→ **Work to complete**
Could you carry on the blog post below about freeing the heart from old emotional blockages, starting right after its last sentence?

→ **Selected passage**
────────────────────────────────────────

Thursday, May 23, 2019

Stop Protecting the Unwanted

No matter what events take place in life, it is always better to let go rather than close.
Michael singer

So I am on this kick about opening the heart and freeing it from the blockages that keep us from experiencing life in the full and joyful way we are meant to.  I am rereading the untethered soul by Michael Singer, The Yoga sutras of Patanjali and felt compelled yesterday to buy and start reading Charge and the Energy Body by Anodea Justice.

Wow!  So much learning that specifically applies to my own personal experience and the experience of so many others. I think this learning came to me when it did  because I am finally  willing to stop suffering.  I am willing to stop closing.  I am willing to open up to the energy that is in all of us.

Sensitive Thorns

I have a lot of blockages, a lot of sensitivities and a lot of "thorns" inside me that have to be dealt with.  Maybe you have some too? The blockages keep getting triggered because they are so "sensitive" and they keep bumping up against each other creating more mental suffering than is necessary.  Someone says something to us in a critical tone and childhood pain that was  stuffed so deeply inside  comes up.  We  don't like that so we go out of our  way to avoid criticism. We put great effort into deciding who is safe to be around and who isn't. We  hide the  real self away from those we think will judge us.  We work on creating a persona that is perfect...that has nothing in it that can be criticized by anyone.  We spend our whole life's avoiding criticism because it triggers us. How unrealistic and draining is that?

Preventing the Sting

I realize I have spent most of my life wasting valuable and precious energy in trying to prevent these sensitive areas from being bumped, or triggered, and stimulated. I tried to control and manipulate all the things, experiences and people around me to avoid the sting of such an encounter.

One small example:

 I never felt "safe" in a car when I was the one driving.  From the very beginning, it triggered a deeply rooted and childhood belief in me that I wasn't capable enough to protect myself and other people from the unsafe world out there. On top of that, I had a major accident within a few months of getting my license. It was very traumatic for me but instead of dealing with it, I stuffed that too.

I never let that originating experience, that got me believing  I wasn't capable and that the world was unsafe in the first place, go; I didn't let the trauma of the accident  go because I couldn't let the childhood experience go so I had vortex of these experiences spinning around inside me. They keep bumping up against each other creating a form of driving anxiety, and subsequently prolonged and unnecessary pain and suffering whenever I thought of driving.  

Triggered Fear

I still drive but even the thought of having to drive somewhere in a future situation will trigger this sensitivity in me, reminding me of the accident and reminding me of my belief that I am not capable. Fear wants to come up but I have learned to fear fear. My mind jumps in and does whatever it can to protect itself, the little me, from this experience of fear. 

First it will try to find ways for me to avoid the driving..."maybe someone else will drive me, maybe I can cancel my appointment or make an excuse why I can't drive that person there".  If that fails, it will plan my driving route sometimes days in advance.  "Well if I go at this time of the day around this street it won't be so busy.  There will be less chance of an accident.  If I go there...then there and there even if it is an extra fifteen minutes, I will avoid all left hand turns [which for some reason really trigger this sensitivity in me]."

────────────────────────────────────────

→ **Data shown**
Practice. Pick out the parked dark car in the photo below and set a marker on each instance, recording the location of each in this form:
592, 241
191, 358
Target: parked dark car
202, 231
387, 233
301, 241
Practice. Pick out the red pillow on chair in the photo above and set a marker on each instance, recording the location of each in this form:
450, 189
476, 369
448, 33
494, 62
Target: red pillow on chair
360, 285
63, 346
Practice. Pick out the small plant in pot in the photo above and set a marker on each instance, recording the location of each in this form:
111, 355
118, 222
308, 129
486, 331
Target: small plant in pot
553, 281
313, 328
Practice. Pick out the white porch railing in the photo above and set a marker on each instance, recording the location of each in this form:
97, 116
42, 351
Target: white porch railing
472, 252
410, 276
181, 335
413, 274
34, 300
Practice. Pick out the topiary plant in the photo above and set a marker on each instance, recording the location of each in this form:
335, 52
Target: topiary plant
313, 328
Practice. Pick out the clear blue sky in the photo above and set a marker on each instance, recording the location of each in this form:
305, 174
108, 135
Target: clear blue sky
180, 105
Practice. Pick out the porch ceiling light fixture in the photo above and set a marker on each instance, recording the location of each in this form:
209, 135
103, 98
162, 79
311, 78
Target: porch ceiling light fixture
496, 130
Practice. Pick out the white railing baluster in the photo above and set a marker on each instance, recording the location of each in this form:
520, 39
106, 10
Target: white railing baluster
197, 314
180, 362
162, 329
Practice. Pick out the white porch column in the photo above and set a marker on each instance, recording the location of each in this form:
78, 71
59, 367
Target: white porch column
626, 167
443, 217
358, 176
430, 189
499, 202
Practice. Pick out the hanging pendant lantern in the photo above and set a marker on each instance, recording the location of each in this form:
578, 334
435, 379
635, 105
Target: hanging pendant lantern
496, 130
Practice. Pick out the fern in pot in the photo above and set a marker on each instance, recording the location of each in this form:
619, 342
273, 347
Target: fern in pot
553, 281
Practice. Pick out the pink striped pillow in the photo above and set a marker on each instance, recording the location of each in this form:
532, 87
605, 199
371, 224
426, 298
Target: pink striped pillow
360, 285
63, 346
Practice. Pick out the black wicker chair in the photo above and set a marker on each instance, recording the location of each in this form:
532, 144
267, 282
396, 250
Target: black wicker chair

────────────────────────────────────────

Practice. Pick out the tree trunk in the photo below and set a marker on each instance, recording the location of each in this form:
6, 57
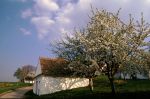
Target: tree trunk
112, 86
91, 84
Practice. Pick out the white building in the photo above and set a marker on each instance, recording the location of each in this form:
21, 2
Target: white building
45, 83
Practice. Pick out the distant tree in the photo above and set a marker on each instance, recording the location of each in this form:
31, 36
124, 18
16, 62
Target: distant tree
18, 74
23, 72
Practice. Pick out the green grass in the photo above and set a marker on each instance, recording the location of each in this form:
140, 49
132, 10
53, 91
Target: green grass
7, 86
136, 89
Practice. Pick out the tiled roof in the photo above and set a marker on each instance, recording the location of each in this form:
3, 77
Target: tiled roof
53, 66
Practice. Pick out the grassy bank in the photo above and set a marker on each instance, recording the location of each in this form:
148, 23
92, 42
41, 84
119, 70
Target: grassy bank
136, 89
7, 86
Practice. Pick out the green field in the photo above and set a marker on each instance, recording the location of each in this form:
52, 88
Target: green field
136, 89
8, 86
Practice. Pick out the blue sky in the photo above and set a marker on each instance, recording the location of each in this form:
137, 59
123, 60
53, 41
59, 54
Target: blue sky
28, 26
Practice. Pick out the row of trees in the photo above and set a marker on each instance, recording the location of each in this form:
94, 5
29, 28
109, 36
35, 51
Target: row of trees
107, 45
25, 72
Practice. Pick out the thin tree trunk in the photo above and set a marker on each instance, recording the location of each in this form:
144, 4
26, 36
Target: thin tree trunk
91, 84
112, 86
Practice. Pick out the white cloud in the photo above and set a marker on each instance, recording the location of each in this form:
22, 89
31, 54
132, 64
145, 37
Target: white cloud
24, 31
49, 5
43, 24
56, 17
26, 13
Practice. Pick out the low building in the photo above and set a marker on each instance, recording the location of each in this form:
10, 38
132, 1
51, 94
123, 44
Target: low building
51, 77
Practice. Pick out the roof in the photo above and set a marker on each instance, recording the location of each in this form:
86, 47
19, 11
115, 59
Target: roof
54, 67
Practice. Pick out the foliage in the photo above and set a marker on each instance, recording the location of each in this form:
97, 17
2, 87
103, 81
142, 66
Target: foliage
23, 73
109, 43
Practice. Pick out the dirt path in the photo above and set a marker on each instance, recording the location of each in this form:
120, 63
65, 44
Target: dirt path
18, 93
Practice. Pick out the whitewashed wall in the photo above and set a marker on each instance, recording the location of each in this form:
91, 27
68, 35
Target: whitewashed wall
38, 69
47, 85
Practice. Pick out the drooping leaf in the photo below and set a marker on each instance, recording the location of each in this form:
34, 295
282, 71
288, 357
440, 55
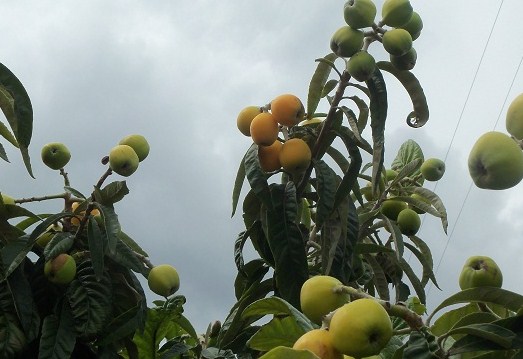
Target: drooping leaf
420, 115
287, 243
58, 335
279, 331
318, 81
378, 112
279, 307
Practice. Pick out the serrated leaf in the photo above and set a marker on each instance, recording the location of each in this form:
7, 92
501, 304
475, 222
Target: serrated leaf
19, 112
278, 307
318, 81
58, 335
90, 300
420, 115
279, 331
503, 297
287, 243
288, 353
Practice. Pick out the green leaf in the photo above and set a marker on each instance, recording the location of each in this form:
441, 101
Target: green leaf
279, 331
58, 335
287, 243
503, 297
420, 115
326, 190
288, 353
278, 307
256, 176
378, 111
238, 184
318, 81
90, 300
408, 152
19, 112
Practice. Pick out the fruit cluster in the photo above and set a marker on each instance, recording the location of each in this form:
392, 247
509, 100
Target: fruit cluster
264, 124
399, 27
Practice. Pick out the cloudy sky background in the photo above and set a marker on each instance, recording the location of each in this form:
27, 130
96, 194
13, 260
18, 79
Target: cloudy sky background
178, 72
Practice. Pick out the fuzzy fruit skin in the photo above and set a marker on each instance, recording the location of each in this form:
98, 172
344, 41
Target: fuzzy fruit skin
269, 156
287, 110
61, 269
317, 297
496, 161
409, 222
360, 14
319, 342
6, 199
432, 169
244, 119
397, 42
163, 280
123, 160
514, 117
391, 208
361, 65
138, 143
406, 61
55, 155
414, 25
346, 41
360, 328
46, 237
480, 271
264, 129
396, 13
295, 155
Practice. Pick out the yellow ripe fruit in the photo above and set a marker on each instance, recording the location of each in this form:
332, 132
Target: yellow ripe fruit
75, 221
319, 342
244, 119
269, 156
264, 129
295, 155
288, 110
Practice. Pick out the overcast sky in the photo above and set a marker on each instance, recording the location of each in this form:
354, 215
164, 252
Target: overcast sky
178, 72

────────────────────────────────────────

→ **Task answer**
If I can't find away out...I will give myself a lecture about the importance of not avoiding anxiety provoking situations. I will very reluctantly agree  to face my fear, breathe deep and crawl into the car.   I always contract a bit when I get behind the wheel. I have the experience of anxiety and fear. My chest will come forward and my shoulders will tense up.   My heart will beat a little faster and my hands will cling the wheel a little too tightly. I am like a gazelle on the Serengeti who realizes she has been spotted by a hungry lion. I will feel fear  really, really wanting to be expressed. But I block that with a head full of thinking. My mind will chastise me for it, "What is wrong with you? You are 50 + and acting like someone in high school taking driving lessons.  Smarten up."  Self shaming and anger is a way of avoiding the fear.

When I finally get home  I will feel tremendously relieved, like I survived a battle on the front lines and I will feel just as drained. Trying to suppress my fear and avoid driving triggers is absolutely exhausting.


Removing the Thorn?


This is just one of my many thorns.  No wonder why I am drained and why my heart is acting up now.

Michael Singer describes this experience in Chapter Seven as akin to having a thorn in your arm.  He describes it so eloquently that I want you to read it for yourself.  I want you to read the untethered soul because my explanation of it can never do it justice.

Anyway...many of us do that don't we?  Instead of removing or releasing the source of discomfort we put great energy into trying to manipulate and control the  world around us as to  prevent our tender spots from being triggered.  When all we really had to do was let the darn thing go.

The problem is I identify with the driving fear and all the other thorns I have.  I see it as a very unacceptable part of who I am.  I stuff it and stuff it and stuff it.  I put great energy and effort into avoiding it...to the point of it being absolutely exhausting when all I have to do is pull out the darn thorn. That would be so much easier.

How to stop the pain 

So how do we do that anyway?  Michael Singer offers some ways we can do this:

  1. Accept that you have something inside you that needs to be dealt with
  2. Open your eyes and see the tendency to protect and defend this broken  little self.
  3. Notice how much effort and work it takes to protect and defend this thing from being triggered
  4. Know there is an alternative to this draining suffering: you just have to be conscious enough to watch that part of yourself that is constantly closing and trying to protect itself
  5. Decide not to do that anymore. Know that what you are working so hard to protect is not something you want.  I don't want my driving fear.  I don't want the belief that I am not capable of being safe. I don't want fear at all. So why on earth do I work so hard to protect it?   If you don't really want it than don't protect it.
  6. Allow whatever needs to be felt, to be felt. Pain, anxiety, loneliness, rejection are really not problems in themselves.  The problem lies in what we do with those things.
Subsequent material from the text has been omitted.